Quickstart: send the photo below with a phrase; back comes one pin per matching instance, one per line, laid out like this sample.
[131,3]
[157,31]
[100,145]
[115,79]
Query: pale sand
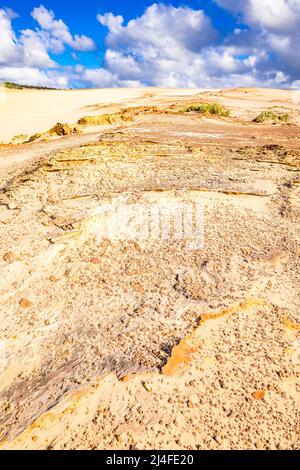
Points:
[31,111]
[111,344]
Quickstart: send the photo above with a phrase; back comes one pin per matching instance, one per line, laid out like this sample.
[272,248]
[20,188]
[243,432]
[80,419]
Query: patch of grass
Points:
[19,137]
[209,109]
[63,129]
[99,120]
[271,116]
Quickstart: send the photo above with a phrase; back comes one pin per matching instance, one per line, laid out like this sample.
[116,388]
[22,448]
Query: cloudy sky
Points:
[196,43]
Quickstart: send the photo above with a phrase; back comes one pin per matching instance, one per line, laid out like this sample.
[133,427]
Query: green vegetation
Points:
[19,138]
[271,116]
[16,86]
[213,109]
[98,120]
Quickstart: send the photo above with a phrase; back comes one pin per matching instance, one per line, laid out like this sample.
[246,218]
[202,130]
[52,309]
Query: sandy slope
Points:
[31,111]
[154,343]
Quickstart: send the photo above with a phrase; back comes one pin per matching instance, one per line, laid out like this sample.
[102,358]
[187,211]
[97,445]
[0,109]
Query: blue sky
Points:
[196,43]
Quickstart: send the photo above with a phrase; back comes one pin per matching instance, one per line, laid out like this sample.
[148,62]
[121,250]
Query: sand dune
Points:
[149,272]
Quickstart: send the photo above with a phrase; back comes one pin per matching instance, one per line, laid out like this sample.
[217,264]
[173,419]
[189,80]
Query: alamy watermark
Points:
[165,219]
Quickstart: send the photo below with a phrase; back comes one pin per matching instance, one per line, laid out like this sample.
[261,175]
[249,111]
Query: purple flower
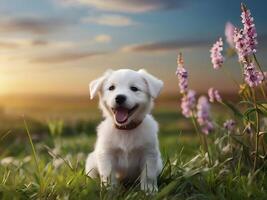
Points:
[216,54]
[229,125]
[252,76]
[241,44]
[229,34]
[214,95]
[188,103]
[182,74]
[249,28]
[203,116]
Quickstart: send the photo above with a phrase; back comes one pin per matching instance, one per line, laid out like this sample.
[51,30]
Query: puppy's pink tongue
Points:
[121,115]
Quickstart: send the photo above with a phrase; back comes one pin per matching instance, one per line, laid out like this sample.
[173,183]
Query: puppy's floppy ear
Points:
[154,85]
[96,85]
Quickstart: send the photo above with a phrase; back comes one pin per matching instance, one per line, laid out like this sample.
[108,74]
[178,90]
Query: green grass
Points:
[59,173]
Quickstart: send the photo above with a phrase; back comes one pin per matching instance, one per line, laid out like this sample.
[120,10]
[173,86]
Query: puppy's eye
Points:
[134,89]
[111,88]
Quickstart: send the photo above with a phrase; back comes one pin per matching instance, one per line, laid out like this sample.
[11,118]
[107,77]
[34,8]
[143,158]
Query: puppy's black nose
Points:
[120,99]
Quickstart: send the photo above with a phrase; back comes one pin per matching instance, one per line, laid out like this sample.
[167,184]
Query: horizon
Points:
[58,46]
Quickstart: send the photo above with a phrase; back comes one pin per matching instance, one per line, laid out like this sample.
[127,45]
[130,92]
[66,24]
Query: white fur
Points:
[126,154]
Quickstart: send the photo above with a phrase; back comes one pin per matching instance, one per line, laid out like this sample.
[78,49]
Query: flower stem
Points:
[197,130]
[204,140]
[257,131]
[264,79]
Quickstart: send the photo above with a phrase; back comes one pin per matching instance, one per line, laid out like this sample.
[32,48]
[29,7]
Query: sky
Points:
[59,46]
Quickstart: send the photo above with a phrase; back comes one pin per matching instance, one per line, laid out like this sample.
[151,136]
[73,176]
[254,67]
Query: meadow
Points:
[213,144]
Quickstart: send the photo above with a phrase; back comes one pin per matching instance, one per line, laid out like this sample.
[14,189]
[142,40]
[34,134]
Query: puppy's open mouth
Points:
[122,114]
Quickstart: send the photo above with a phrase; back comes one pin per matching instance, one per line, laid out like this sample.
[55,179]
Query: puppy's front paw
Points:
[150,187]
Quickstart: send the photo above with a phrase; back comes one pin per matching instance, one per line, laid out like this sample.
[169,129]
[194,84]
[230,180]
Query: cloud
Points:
[166,45]
[39,42]
[8,45]
[128,6]
[32,25]
[103,38]
[109,20]
[66,57]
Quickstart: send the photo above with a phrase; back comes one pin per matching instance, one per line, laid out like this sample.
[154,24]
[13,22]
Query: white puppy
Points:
[127,145]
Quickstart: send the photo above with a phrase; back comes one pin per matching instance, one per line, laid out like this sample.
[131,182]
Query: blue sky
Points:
[59,46]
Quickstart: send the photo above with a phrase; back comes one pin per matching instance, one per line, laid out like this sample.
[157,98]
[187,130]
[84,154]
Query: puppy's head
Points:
[126,95]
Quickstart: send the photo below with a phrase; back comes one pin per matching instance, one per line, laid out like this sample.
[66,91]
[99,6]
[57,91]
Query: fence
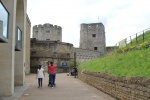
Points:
[134,39]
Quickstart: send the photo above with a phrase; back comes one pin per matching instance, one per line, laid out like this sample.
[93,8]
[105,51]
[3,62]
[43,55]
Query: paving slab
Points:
[67,88]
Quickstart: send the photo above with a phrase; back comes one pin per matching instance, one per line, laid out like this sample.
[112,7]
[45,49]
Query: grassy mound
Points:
[133,63]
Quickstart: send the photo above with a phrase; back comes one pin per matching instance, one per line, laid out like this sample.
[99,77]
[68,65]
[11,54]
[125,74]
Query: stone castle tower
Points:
[47,32]
[92,37]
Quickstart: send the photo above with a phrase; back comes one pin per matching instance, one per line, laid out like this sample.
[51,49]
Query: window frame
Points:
[17,46]
[4,39]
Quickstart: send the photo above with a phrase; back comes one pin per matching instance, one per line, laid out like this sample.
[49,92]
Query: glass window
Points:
[3,23]
[18,46]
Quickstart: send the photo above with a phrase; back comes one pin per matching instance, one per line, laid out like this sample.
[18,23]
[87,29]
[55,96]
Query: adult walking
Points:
[40,75]
[52,74]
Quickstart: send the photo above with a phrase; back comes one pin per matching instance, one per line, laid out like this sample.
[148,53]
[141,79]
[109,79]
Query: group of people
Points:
[52,74]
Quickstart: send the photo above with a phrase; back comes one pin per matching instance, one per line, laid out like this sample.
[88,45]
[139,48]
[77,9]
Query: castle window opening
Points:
[4,16]
[47,39]
[47,31]
[93,35]
[95,48]
[36,31]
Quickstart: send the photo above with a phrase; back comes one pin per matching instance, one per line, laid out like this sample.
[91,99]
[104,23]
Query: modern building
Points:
[13,37]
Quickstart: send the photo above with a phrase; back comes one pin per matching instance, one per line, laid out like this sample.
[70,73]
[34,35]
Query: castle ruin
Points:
[47,45]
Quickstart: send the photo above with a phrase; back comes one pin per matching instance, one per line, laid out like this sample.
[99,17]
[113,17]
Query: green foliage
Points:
[133,63]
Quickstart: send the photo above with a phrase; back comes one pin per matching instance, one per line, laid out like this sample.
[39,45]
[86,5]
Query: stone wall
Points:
[47,32]
[92,37]
[121,88]
[44,51]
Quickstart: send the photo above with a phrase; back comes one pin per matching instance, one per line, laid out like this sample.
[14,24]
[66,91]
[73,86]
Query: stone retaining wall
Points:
[121,88]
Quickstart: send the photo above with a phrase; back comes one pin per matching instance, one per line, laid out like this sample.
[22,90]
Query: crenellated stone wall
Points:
[47,32]
[92,37]
[121,88]
[43,51]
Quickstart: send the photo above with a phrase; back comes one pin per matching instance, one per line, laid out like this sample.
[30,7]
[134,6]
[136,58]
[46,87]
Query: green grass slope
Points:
[133,63]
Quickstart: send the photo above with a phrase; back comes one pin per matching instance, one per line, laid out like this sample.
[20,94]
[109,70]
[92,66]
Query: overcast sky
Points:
[121,18]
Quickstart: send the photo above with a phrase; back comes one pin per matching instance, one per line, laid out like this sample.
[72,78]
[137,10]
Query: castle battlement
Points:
[47,32]
[45,26]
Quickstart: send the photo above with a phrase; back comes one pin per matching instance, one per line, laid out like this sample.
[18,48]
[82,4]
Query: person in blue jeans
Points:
[52,73]
[40,75]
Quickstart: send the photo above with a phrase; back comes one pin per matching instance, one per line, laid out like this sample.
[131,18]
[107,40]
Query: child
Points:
[40,75]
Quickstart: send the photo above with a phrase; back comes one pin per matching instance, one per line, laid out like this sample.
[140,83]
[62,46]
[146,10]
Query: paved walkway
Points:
[67,88]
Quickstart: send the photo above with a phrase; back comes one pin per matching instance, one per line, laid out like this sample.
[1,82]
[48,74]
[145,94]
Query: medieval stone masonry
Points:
[47,40]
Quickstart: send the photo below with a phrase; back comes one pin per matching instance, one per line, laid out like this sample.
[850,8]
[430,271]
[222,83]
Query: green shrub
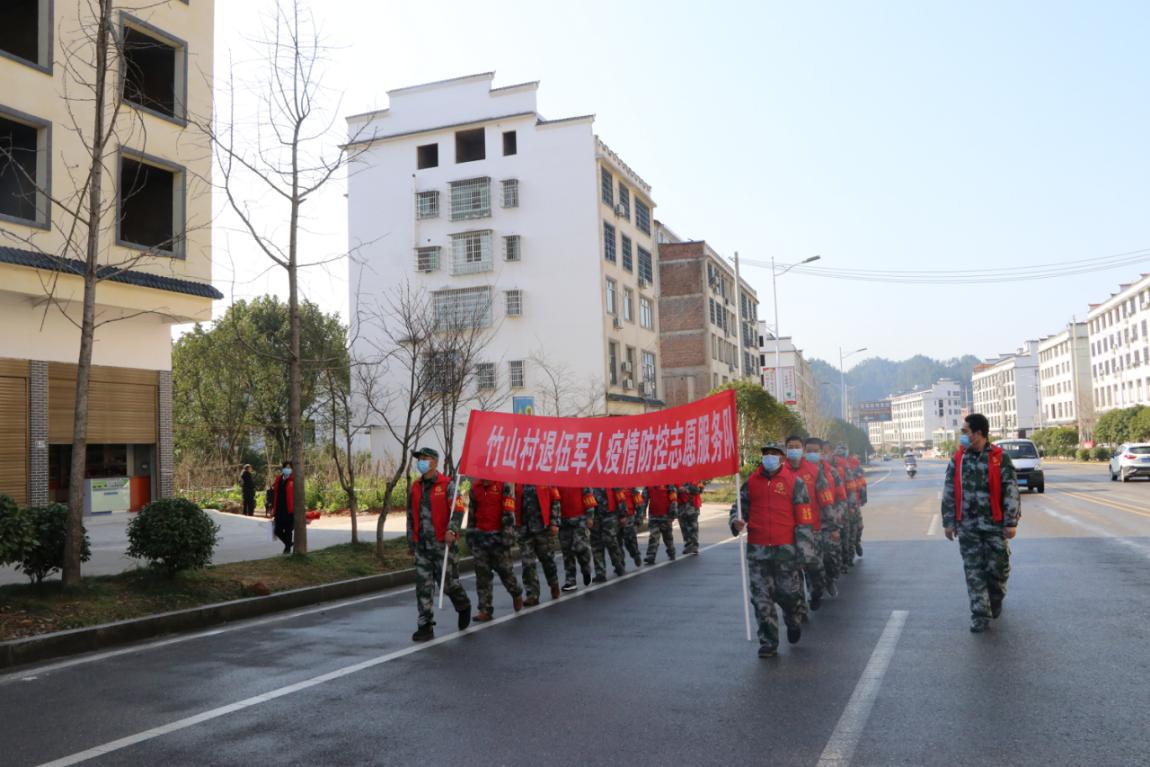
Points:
[174,535]
[40,550]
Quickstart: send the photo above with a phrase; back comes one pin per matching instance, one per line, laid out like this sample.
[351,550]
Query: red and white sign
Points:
[689,443]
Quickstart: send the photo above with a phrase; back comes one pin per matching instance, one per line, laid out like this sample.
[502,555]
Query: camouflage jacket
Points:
[976,491]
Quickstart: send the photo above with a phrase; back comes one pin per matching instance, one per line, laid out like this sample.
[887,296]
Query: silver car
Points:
[1131,460]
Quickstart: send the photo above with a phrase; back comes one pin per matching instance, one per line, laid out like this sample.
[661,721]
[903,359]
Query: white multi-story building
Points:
[1120,347]
[1006,392]
[1064,374]
[530,228]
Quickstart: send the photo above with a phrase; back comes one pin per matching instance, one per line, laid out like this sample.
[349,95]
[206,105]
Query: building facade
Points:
[531,229]
[1006,392]
[699,320]
[1064,375]
[154,240]
[1119,337]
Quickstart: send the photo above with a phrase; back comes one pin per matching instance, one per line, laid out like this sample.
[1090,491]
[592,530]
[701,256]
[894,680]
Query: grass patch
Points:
[29,610]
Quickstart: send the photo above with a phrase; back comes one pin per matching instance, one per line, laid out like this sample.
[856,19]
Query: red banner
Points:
[681,444]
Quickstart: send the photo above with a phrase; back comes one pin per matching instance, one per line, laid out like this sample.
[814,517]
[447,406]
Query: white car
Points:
[1131,460]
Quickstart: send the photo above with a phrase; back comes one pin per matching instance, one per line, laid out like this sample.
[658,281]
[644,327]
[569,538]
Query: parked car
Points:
[1131,460]
[1024,454]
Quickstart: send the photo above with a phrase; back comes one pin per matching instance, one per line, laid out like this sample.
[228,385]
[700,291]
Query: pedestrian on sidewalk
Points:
[981,506]
[247,490]
[283,506]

Exercise brief => Tallying the lines of the items above, how many contain the word "building"? Answer with the number alone.

Written solution => 3